| WHAT TO WORK ON |
Your answer should be a single number: the count of lines in the records below containing the word "query".

| SUPPLIED DATA |
• • • • •

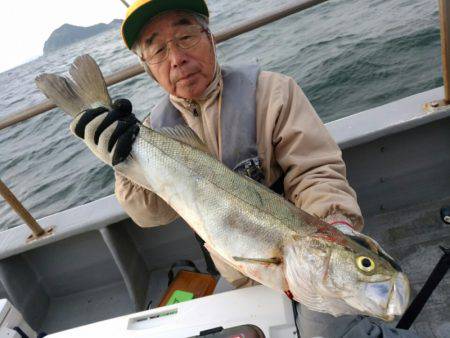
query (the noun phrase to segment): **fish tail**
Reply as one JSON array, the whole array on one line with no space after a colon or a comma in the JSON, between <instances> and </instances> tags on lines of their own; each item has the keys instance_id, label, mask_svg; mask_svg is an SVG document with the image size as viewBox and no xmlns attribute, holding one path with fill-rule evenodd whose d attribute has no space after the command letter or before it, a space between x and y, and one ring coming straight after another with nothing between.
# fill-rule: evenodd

• • • • •

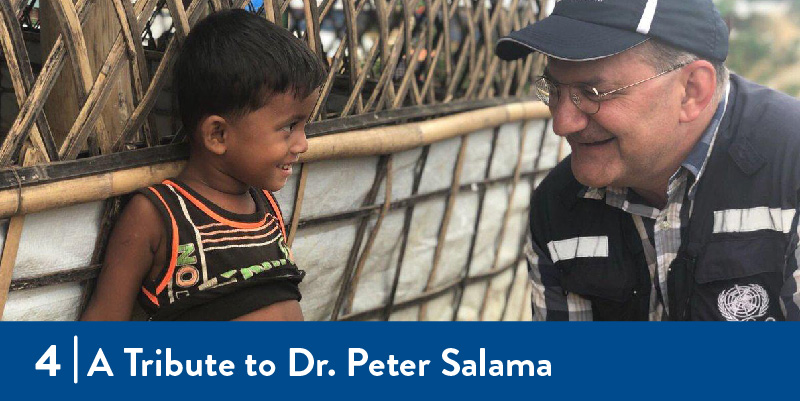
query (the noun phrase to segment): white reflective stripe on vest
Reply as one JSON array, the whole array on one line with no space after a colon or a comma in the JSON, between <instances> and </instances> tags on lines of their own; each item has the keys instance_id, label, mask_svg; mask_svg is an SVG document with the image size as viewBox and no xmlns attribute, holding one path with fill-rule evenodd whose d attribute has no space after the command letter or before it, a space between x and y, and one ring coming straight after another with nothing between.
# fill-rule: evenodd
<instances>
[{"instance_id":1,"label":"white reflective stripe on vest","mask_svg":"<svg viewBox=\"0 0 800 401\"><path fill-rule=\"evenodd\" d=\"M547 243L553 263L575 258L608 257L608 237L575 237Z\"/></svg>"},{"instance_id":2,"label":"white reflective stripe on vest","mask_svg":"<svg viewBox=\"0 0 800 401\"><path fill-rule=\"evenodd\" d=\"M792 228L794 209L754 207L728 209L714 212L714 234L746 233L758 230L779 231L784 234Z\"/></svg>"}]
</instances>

• • • • •

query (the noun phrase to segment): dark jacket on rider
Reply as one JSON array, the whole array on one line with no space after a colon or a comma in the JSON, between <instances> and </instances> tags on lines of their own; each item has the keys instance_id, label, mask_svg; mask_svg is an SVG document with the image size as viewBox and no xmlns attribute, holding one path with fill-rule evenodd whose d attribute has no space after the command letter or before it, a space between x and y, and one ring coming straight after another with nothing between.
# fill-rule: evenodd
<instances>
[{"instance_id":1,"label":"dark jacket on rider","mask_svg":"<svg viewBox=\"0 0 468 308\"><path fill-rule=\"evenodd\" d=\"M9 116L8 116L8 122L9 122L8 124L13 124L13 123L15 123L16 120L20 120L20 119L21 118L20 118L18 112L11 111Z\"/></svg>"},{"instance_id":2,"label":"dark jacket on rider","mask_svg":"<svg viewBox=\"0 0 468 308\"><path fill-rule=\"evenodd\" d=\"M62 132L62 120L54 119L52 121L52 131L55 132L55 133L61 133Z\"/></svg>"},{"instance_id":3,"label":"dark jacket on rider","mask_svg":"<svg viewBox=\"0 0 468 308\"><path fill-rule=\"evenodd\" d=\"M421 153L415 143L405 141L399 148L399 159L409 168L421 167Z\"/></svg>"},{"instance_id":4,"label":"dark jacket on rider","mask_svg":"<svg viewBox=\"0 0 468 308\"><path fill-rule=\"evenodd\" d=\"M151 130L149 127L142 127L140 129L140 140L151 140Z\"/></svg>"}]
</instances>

• • • • •

| TASK RESPONSE |
3